Liquor helps them to stay warm and survive in these conditions; to that extent, we can say that it’s almost a basic necessity. Many doctors condemned the abuse of alcohol, but others thought it useful to preserve men’s health, in both cold and hot weather. Brandy is still considered a medical comfort in the Indian Army and is an issue item in addition to rum allowance in the field. However, the Indian Army at places has a counter view that; “liquor helps them to stay warm and survive in these conditions is simply not true as in Op MEGHDOOT (Siachen), consumption of alcohol is NOT permitted forward of Base Camp.
The ‘Proof’ test
Traditionally, the rum ration or ‘tot’ consisted of one-eighth of an imperial pint (71 ml) of rum, given out to every sailor at midday. Petty officers and above received their’s neat, whilst for junior ratings, it was diluted with two parts of water. The sailors would ‘prove’ its strength by checking that gunpowder doused with rum would still burn, thus verifying that rum was at least 100 Proof—57.15 % alcohol by volume (ABV) or more. This is how the term ‘Proof’ originated. The term ‘Proof’ now has been extended to other spirits like whiskey, brandy, vodka, gin, etc as well.
Sailors who opted not to drink were given three pence (3d) a day instead of the rum, though most preferred to drink. Rum rations are also given on special occasions: in recent years, for example, including the 100th anniversary of the Royal Canadian Navy in 2010 and after the Queen’s Diamond Jubilee celebrations in 2012. This tradition continues in the Indian Army even today.
Before the advent of rum, a gallon of beer was the daily drink ration. Due to the difficulty in storing large quantities of beer onboard ships, half a pint (around 300 ml) of rum was made equivalent to one gallon of beer (Now in CSD four bottles of beer equals a bottle of rum).
There is also a tradition in the Gurkhas, and maybe in some other regiments as well, of dipping the rank epaulettes of an officer or JCO when he is promoted to the next rank (known as pipping ceremony). The officer or JCO is then expected to finish that one glass of rum in one gulp.
My research on the subject has yielded the following results: Rum as a free issue (tot of rum-60 ml)started during the American War of Independence (1775-1783). The tradition was also prevalent on the Royal Navy ships (1850 to 1970). British Army (The British ‘Tommy’ in India often added it to his tea!) had the same custom, which continued in the British Indian Army and is maintained today in the Indian Army in terms of disbursing ‘rum allowance’. It came as a surprise to me that today, some of the Gurkha battalions do not serve rum in their ‘Officers Messes!’
Having said all that and written on the subject, a tot of rum, every now and then just gives you a good feeling, and before an attack certainly removes the fear of the unknown dangers to be encountered and acts as a morale booster. However, the question of “How and when rum became the Regimental drink of the Gurkhas remains unanswered”.
Excellent write up.
The traditions , the practices , the rituals and even the food habits built over a period based on many factors must be retained at any cost . No effort should be made to change them drastically because of whims and the fancies of the people at the helm of affairs.
Very well written article Ramesh. Take care n keep writing.
Great point in the information never thought of why so
Having served in Borneo with the RAF during the Confrontation with Indonesia, I learned that the Gurkha soldiers who also served there were issued with a rum ration. Some my fellow airmen “acquired” a bottle of the rum and I have to say that it was a delicious drink. Was the rum a daily issue and was it a tot?
********
▶ Tasks to complete
1) Copy out the part of the article on rum that begins at the words "There is also" and stops after "in one gulp.", switching "pipping ceremony" to "promotion ceremony".
2) List every year mentioned in the article on rum.

(Saved entries)
********
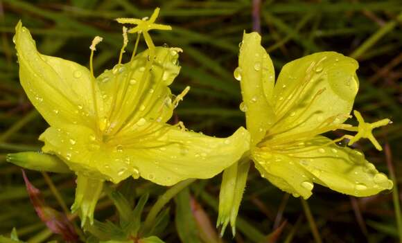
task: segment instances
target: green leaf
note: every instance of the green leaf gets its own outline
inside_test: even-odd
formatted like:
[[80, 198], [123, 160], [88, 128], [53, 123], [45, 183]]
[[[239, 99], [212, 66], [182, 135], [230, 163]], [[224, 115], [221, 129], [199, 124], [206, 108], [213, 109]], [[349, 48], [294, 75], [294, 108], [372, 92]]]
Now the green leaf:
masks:
[[190, 199], [188, 188], [184, 189], [176, 196], [176, 230], [182, 242], [200, 243], [199, 229], [191, 211]]

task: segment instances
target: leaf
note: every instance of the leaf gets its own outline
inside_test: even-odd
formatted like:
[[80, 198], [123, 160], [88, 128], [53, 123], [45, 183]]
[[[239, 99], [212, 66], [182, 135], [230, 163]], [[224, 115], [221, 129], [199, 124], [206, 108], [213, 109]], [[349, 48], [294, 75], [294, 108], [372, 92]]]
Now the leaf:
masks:
[[188, 188], [184, 189], [176, 196], [176, 230], [182, 242], [200, 243], [200, 232], [193, 215], [190, 200]]

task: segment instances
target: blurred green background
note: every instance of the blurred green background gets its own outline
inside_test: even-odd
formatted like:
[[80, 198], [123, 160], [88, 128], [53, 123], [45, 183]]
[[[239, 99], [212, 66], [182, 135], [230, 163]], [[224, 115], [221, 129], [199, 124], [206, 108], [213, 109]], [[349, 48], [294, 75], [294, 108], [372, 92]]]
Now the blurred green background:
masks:
[[[368, 122], [390, 118], [394, 123], [376, 131], [385, 152], [377, 152], [366, 141], [359, 141], [356, 147], [365, 152], [378, 170], [387, 174], [394, 172], [394, 184], [401, 187], [402, 2], [266, 0], [259, 5], [259, 1], [254, 3], [257, 4], [253, 6], [251, 0], [0, 0], [0, 234], [7, 235], [16, 227], [24, 240], [61, 240], [57, 235], [46, 233], [45, 225], [37, 217], [20, 169], [5, 161], [8, 153], [38, 150], [42, 145], [38, 136], [47, 127], [19, 83], [12, 42], [14, 26], [19, 19], [30, 29], [42, 53], [87, 66], [92, 38], [95, 35], [104, 37], [94, 57], [95, 72], [100, 74], [103, 69], [113, 67], [119, 59], [121, 26], [114, 19], [149, 16], [155, 7], [160, 7], [158, 22], [171, 25], [173, 29], [153, 31], [155, 44], [184, 50], [180, 60], [181, 74], [172, 89], [177, 93], [186, 85], [191, 87], [176, 109], [177, 115], [190, 129], [222, 136], [245, 125], [244, 114], [238, 109], [239, 84], [232, 73], [237, 66], [243, 30], [252, 30], [254, 8], [255, 12], [259, 12], [254, 19], [261, 21], [263, 45], [273, 60], [277, 74], [286, 62], [321, 51], [338, 51], [359, 61], [360, 88], [355, 108]], [[134, 37], [130, 37], [128, 53], [134, 46]], [[143, 42], [141, 44], [143, 48]], [[129, 57], [126, 54], [125, 60]], [[28, 176], [42, 190], [46, 203], [60, 210], [42, 174], [28, 171]], [[74, 177], [50, 176], [67, 205], [71, 205]], [[217, 217], [220, 181], [220, 176], [217, 176], [211, 180], [198, 181], [190, 187], [213, 228]], [[165, 190], [145, 180], [135, 181], [134, 184], [135, 197], [150, 192], [148, 207]], [[315, 231], [308, 223], [299, 199], [273, 187], [252, 168], [239, 212], [238, 233], [232, 239], [227, 231], [224, 240], [319, 242], [313, 237], [315, 232], [324, 242], [399, 242], [402, 232], [401, 228], [398, 230], [395, 215], [396, 202], [401, 198], [401, 194], [396, 190], [354, 198], [316, 185], [307, 201], [317, 228]], [[113, 219], [115, 209], [110, 201], [105, 198], [99, 205], [96, 217]], [[175, 202], [168, 206], [173, 222]], [[283, 222], [283, 227], [278, 228]], [[195, 229], [199, 230], [199, 227]], [[159, 237], [166, 242], [190, 242], [178, 236], [175, 224], [169, 224]]]

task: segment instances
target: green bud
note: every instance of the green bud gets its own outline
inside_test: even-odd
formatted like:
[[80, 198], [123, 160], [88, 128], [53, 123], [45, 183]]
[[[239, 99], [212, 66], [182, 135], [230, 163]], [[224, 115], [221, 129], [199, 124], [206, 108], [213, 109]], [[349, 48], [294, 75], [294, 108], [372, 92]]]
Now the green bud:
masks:
[[37, 152], [22, 152], [7, 154], [8, 162], [29, 170], [57, 173], [71, 171], [62, 160], [56, 156]]

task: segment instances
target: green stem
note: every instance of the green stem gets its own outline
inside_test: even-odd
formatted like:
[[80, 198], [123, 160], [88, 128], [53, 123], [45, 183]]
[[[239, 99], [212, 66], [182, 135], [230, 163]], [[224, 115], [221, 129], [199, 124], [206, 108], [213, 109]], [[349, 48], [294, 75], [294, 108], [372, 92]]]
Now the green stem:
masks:
[[394, 208], [395, 208], [395, 217], [396, 218], [396, 227], [398, 229], [398, 235], [399, 235], [399, 242], [402, 243], [402, 213], [401, 213], [401, 204], [399, 204], [399, 193], [398, 190], [398, 181], [395, 175], [395, 170], [394, 170], [394, 165], [392, 164], [392, 154], [391, 148], [388, 143], [385, 146], [385, 159], [387, 161], [387, 165], [390, 172], [390, 177], [394, 183], [394, 189], [392, 190], [392, 201], [394, 203]]
[[307, 221], [308, 221], [308, 224], [310, 225], [310, 228], [311, 229], [313, 237], [314, 237], [314, 240], [316, 243], [322, 243], [322, 240], [321, 240], [321, 237], [320, 236], [320, 233], [317, 229], [315, 221], [314, 221], [314, 218], [313, 217], [313, 215], [311, 214], [311, 211], [310, 210], [310, 207], [308, 206], [307, 201], [306, 201], [306, 200], [302, 198], [300, 199], [300, 201], [302, 201], [302, 206], [303, 206], [304, 214], [306, 214], [306, 217], [307, 218]]
[[195, 181], [195, 179], [189, 179], [186, 181], [180, 181], [176, 185], [168, 189], [163, 195], [160, 196], [146, 216], [145, 222], [143, 223], [143, 228], [142, 232], [148, 232], [152, 228], [157, 215], [162, 209], [162, 208], [182, 190], [186, 188], [189, 185]]
[[388, 32], [392, 30], [398, 22], [402, 21], [402, 12], [399, 13], [396, 19], [389, 21], [375, 33], [366, 39], [356, 50], [355, 50], [351, 55], [351, 57], [358, 59], [367, 51], [372, 46], [374, 46], [381, 37], [385, 35]]
[[10, 138], [10, 136], [11, 136], [11, 135], [26, 125], [26, 123], [28, 123], [32, 120], [35, 119], [38, 113], [35, 109], [29, 112], [22, 119], [19, 120], [17, 123], [14, 124], [14, 125], [12, 125], [0, 136], [0, 142], [6, 141], [7, 139], [8, 139], [8, 138]]

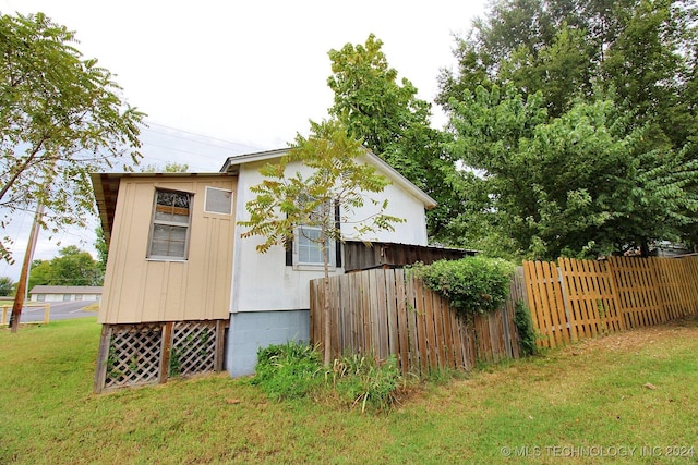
********
▶ Solutions to the tasks
1)
There is also a tradition in the Gurkhas, and maybe in some other regiments as well, of dipping the rank epaulettes of an officer or JCO when he is promoted to the next rank (known as promotion ceremony). The officer or JCO is then expected to finish that one glass of rum in one gulp.

2) 1775, 1783, 1850, 1970, 2010, 2012